◆ PASSAGE:
╔══

This was my introduction to the DETROIT, which was to be another "home" for almost four years. It was a curious beginning. The "periscope" near the SOLACE turned out to be a tin can, floating innocently by in the slow moving current of Pearl Harbor.
The word was passed to "Secure from G. Q.,"(General Quarters") a term used for returning battle equipment to its proper place, then releasing all personnel from their battle stations. I was free until the next morning. Now I had to find my brother. Knowing he was an engineer, I went directly to the Ablack gang=s@ compartment. With close to 175 men comprising the black gang, I expected some problem in locating him. But, by asking for "McGoran" of those lounging in their bunks, it wasn't five minutes before I found a friend of Bob's, Fireman Eggers. Ashen faced from months of enduring the shimmering fireroom temperatures, Eggers piped up, "Oh! Mac. He's on duty in the forward engine-room." He remembered me from when I was aboard for a visit with Bob, just two weeks before, when the DETROIT was in the Shipyard's floating drydock. That drydock was the same drydock where the USS SHAW blew up and lost its bow in the attack.
Eggers leading, he escorted me forward through the passageways. Stopping amidships, he said, "Here we are," and undogged a heavy steel door. We stepped through into a small chamber. "Come down this ladder with me," he said, pointing to a square manhole in the deck. Stepping in, I gripped scorching hot handrails. "Ouch!" They were too hot to hold onto for long. I had to repeatedly release my grip to cool my hands.
This was my first visit to an engine-room. Instantly I learned, and never forgot, this technique for descending into that inferno.
Once clear of the manhole, I realized I was high above huge machinery. Giant generators, turbines and evaporators filled the cavernous hold, and the heat blazed against my face. The turbine whine was unnerving, overwhelming me with a frightful urge to flee, almost terrified that something might explode. Slowly, however, I climbed down onto catwalks of narrow steel grating that were suspended over the tops of the machinery, and which extended above asbestos-bound pipes.
At the bottom of the ship, I noticed dials mounted in the "Christmas Tree," a panel of instruments for indicating pressures and temperatures inside of the powerful engines. As yet, Bob hadn't noticed me, but I saw him. He was walking back and forth near the bottom of the ladder. At the right moment, I jumped upon him from the third step, toppling him to the deck.
"What in hell do you think you're doing!" he shouted in rage. I didn't answer but hung on, a half-nelson locked around his neck. Reflexively, he swung. A well placed elbow caught me in my mid-section. "Oaf! I quit," I yelled. Surprised at seeing me, he stammered, "John! What are you doing here?"

╚══

◆ MATERIAL:
╔══

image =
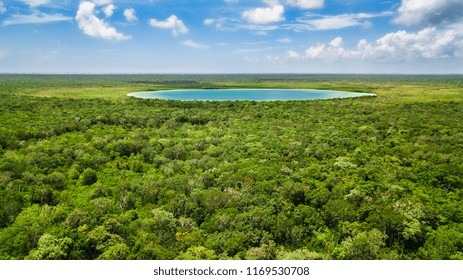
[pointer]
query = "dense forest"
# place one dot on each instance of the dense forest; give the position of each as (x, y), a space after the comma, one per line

╚══

◆ DIRECTIONS:
**A.** According to the passage, what did the "periscope" near the SOLACE turn out to be?
**B.** Which kinds of machinery does the passage say filled the cavernous hold of the engine-room?

◆ RESPONSE LIST:
**A.** A tin can floating by in the slow-moving current of Pearl Harbor.

**B.** Generators, turbines and evaporators.